- [Source passage]:
*** Begin section ***
Pierce, Bessie Louise, 1888-1974
Variant namesA.B., University of Iowa, 1910. A.M., University of Chicago, 1918. Ph. D., University of Iowa, 1923. Associate in history, University of Iowa, 1919-22; assistant professor, 1922-26; associate professor, 1926-29. Associate professor of history, University of Chicago, 1929-53. Advisor to the W.P.A. Foreign Language Press Survey in Chicago, 1936-1940. Director of the History of Chicago Project 1929-1973.
From the description of Papers, 1839-1974 (inclusive). (University of Chicago Library). WorldCat record id: 52247413
Organized in 1936 as a project under the Works Progress Administration of Illinois, the Chicago Foreign Language Press Survey sought to translate and classify selected news articles appearing in Chicago’s foreign language press from 1861-1938. Operating under the belief that Chicago’s various ethnic and foreign-born communities played a major role in shaping and continuing to shape the city, the Survey turned to Chicago’s varied foreign language newspapers as a means of understanding how and why Chicago came to develop as it did. Hoping to shed light on the development of a city whose very essence seemed to fuse foreign and native elements, the Chicago Foreign Language Press Survey was particularly interested in the processes of assimilation and cultural diffusion, whereby particular individuals and/or groups both adopted “American” or “Chicagoan” customs and practices and simultaneously infused the city with foreign cultural elements, thereby enriching it. The Survey itself, due to its premature termination in October 1941, found itself unable to examine all of the newspapers originally slotted for review, yet it did manage to complete the bulk of its work. It was published in 1942.
The Chicago Foreign Language Press Survey, officially sponsored by the Chicago Public Library, also drew enthusiastic support from other agencies, namely the Newberry Library, the Chicago Historical Society, and the John Crerar Library, all of which extended the use of their facilities in order to aid the project’s completion. The history departments of the University of Chicago and Northwestern University provided notable aid and direction for the project, particularly through University of Chicago historian Bessie Louise Pierce, who helped direct the Survey. Pierce herself was responsible for donating this collection to the University of Chicago.
Bessie Louise Pierce, Professor Emeritus in the University of Chicago’s History Department at the time of her death in 1974, began teaching at the University in 1929. Born in Caro, Michigan, in 1888, Pierce came from a family who believed in the importance of education for women. Pierce’s aunt, Della M. Pierce, had gone to medical school and become a pioneering female physician in Michigan, leading a movement in Kalamazoo to establish hospitals and break down rural prejudices against institutionalized health care. Bessie Pierce followed in her aunt’s footsteps, receiving her A.B. degree from the University of Iowa in 1910, her A.M. degree from the University of Chicago in 1918, and her doctorate—albeit one of a different character than that held by her aunt—from Iowa in 1923. Upon joining the University of Chicago in 1929, Pierce began researching and writing A History of Chicago, a three-volume work that focused on 19th century Chicago through the conclusion of the Columbian Exposition in 1893. The first volume, subtitled “The Beginning of a City,” saw publication in 1937, the second, “From City to Town,” in 1940, and the third, “The Rise of a Modern City,” in 1957. Though originally conceived as a five-volume study, Pierce died before
completing the fourth installment, having spent 45 years working on A History of Chicago, in that time becoming the foremost expert on Chicago’s history.
*** End section ***
- [Prompt 1]: According to the passage on Bessie Louise Pierce, in what year was the Chicago Foreign Language Press Survey published?
- [Prompt 2]: For each statement, say whether the passage on Bessie Louise Pierce agrees with it. Answer yes or no and quote the deciding words. (a) Pierce was born in Caro, Michigan. (b) The Newberry Library was the official sponsor of the Chicago Foreign Language Press Survey. (c) The third volume of A History of Chicago was published in 1957.
- [Prompt 3]: Carry on the passage on Bessie Louise Pierce after its final sentence.

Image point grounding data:
*** Begin section ***
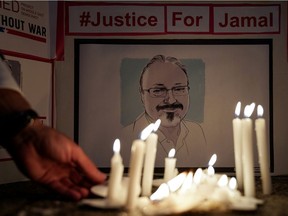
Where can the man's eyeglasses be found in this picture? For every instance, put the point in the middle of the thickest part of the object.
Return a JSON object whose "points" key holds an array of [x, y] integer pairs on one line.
{"points": [[162, 92]]}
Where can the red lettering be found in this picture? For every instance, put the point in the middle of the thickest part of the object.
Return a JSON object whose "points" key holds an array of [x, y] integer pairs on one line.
{"points": [[10, 5], [174, 18], [187, 20]]}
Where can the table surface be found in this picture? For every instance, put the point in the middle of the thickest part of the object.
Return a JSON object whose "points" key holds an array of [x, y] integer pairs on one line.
{"points": [[30, 199]]}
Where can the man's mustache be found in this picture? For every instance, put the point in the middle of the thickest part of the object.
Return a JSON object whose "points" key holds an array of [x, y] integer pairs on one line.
{"points": [[169, 106]]}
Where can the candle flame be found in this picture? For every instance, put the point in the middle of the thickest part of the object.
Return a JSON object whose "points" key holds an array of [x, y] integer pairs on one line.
{"points": [[171, 153], [249, 110], [187, 184], [238, 109], [147, 131], [116, 146], [211, 171], [233, 183], [212, 160], [223, 181], [198, 176], [260, 110], [161, 193], [156, 125], [176, 182]]}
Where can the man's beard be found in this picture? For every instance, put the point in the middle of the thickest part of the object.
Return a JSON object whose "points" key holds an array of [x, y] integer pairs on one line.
{"points": [[170, 119], [170, 116]]}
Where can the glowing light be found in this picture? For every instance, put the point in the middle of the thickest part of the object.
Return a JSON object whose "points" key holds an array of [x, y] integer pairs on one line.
{"points": [[238, 109], [249, 110], [171, 153], [116, 146], [156, 125], [161, 193], [223, 181], [147, 131], [198, 176], [187, 184], [211, 171], [260, 111], [212, 160], [233, 183]]}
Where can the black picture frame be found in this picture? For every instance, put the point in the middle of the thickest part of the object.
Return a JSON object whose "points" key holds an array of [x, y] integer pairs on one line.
{"points": [[265, 81]]}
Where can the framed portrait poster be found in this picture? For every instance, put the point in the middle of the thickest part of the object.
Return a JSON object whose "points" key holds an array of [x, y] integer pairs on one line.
{"points": [[192, 85]]}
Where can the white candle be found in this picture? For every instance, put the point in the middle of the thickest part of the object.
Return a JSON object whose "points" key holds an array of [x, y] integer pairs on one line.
{"points": [[135, 171], [260, 127], [170, 164], [149, 161], [248, 161], [116, 173], [237, 137]]}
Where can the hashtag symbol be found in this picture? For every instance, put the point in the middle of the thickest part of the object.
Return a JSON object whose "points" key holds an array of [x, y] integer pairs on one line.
{"points": [[85, 18]]}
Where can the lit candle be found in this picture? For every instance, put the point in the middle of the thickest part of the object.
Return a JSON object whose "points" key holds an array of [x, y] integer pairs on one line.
{"points": [[260, 127], [170, 164], [135, 171], [149, 161], [247, 151], [237, 136], [116, 173]]}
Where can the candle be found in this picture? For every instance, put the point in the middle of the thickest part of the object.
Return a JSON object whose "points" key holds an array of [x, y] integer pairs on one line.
{"points": [[135, 171], [170, 164], [248, 162], [237, 137], [116, 173], [149, 161], [260, 127]]}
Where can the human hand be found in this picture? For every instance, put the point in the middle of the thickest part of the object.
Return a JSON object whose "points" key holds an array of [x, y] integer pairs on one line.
{"points": [[50, 158]]}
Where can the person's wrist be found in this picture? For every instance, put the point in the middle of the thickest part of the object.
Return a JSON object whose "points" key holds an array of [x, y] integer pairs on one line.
{"points": [[14, 123]]}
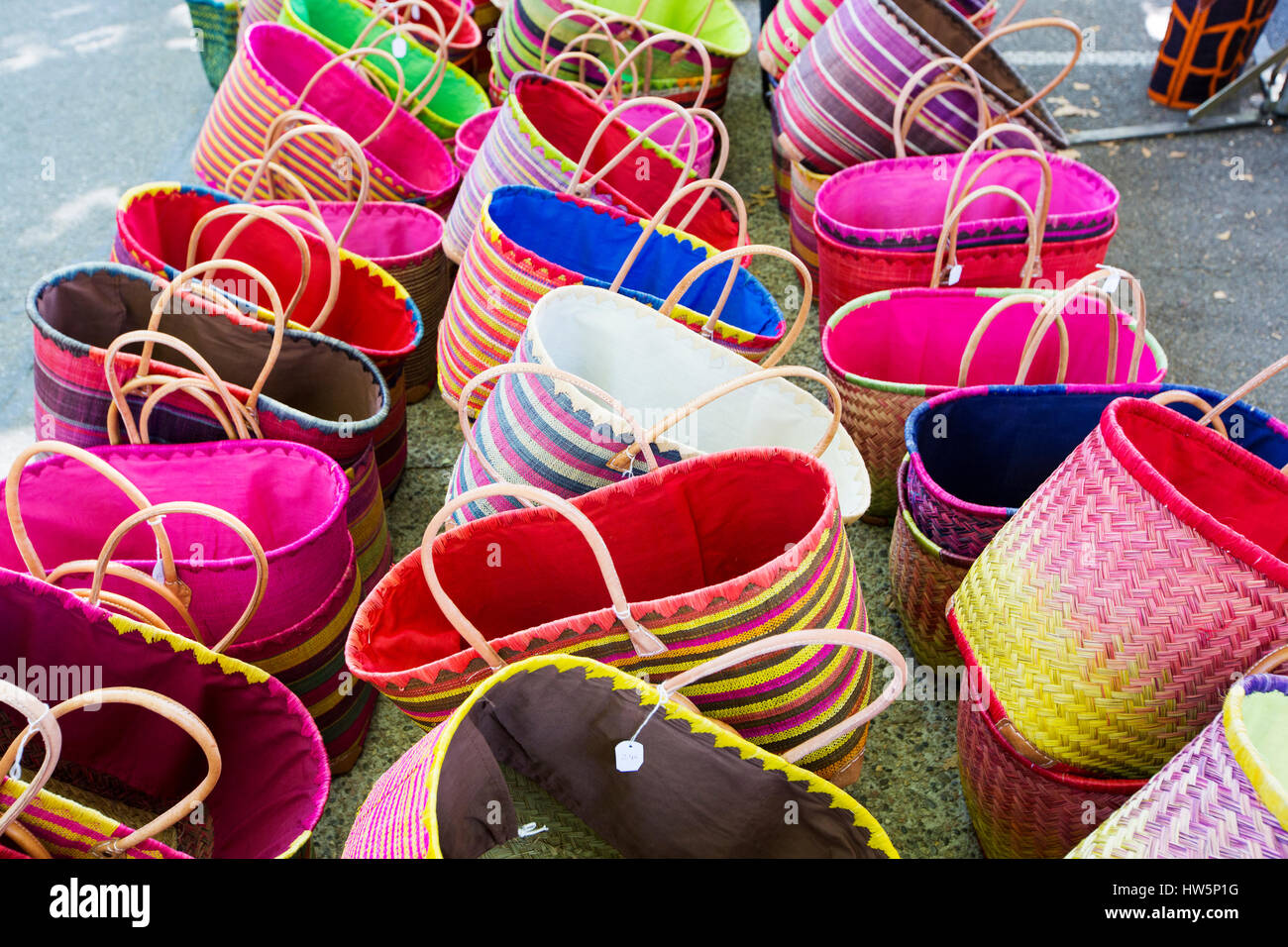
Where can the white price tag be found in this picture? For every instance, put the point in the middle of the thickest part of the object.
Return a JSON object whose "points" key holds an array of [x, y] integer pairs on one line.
{"points": [[630, 757]]}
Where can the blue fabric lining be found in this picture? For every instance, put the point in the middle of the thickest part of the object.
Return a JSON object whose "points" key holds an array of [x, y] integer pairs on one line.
{"points": [[595, 244]]}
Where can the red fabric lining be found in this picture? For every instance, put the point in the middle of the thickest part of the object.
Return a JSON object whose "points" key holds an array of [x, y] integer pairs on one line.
{"points": [[1232, 497], [700, 525], [567, 119]]}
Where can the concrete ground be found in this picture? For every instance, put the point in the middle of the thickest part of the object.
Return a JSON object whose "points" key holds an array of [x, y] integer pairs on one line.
{"points": [[102, 95]]}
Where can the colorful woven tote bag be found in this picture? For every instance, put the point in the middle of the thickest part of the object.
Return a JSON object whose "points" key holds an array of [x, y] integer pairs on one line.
{"points": [[962, 337], [978, 454], [836, 101], [1223, 796], [531, 241], [1112, 609], [438, 93], [296, 630], [434, 801], [1018, 806], [541, 131], [214, 30], [279, 69], [1205, 50], [868, 240], [121, 767], [552, 428], [719, 579], [77, 315], [403, 239], [793, 24], [922, 578], [531, 31]]}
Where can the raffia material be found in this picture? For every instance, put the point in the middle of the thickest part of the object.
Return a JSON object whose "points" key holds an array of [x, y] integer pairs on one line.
{"points": [[1020, 810], [1203, 802], [922, 579], [1108, 622]]}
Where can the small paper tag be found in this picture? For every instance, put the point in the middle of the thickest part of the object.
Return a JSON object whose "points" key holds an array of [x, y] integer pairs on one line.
{"points": [[630, 757]]}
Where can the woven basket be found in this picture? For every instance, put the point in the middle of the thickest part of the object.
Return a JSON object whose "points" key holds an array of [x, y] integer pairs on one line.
{"points": [[1112, 609], [1223, 796], [1018, 808], [889, 352], [837, 99], [922, 579], [524, 789], [978, 454]]}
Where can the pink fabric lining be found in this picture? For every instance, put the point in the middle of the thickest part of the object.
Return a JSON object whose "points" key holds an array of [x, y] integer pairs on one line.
{"points": [[412, 154], [917, 338], [901, 201]]}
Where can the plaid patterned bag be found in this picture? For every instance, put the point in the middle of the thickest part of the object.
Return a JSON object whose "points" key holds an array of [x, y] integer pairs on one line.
{"points": [[121, 768], [436, 802], [698, 557]]}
*** End section ***
- [Exercise result 1]: 1942

- [Exercise result 2]:
(a) Yes: "Born in Caro, Michigan, in 1888"
(b) No: "officially sponsored by the Chicago Public Library"
(c) Yes: "the third, “The Rise of a Modern City,” in 1957"

- [Exercise result 3]:
From the guide to the Chicago Foreign Language Press Survey. Records, 1861-1938, (Special Collections Research Center University of Chicago Library 1100 East 57th Street Chicago, Illinois 60637 U.S.A.)
Bessie Louise Pierce, Professor of History at the University of Chicago, was born in Caro, Michigan on April 20, 1888. Her youth was spent in Waverly, Iowa, where her family moved soon after her birth and where her father operated a prosperous dry-goods business. After graduation from the University of Iowa in 1910, she taught high school in Sanborn and Mason City, Iowa before returning to the University of Iowa as instructor and head of the social studies department in its laboratory high school. Her graduate work in history began with summer courses at the University of Chicago leading to an A.M. degree in 1918, and continued with advanced studies at the University of Iowa under the direction of Arthur M. Schlesinger, Sr. In 1923, she received her Ph.D. from Iowa and joined its department of history as an assistant professor. A further promotion to associate professor came in 1926.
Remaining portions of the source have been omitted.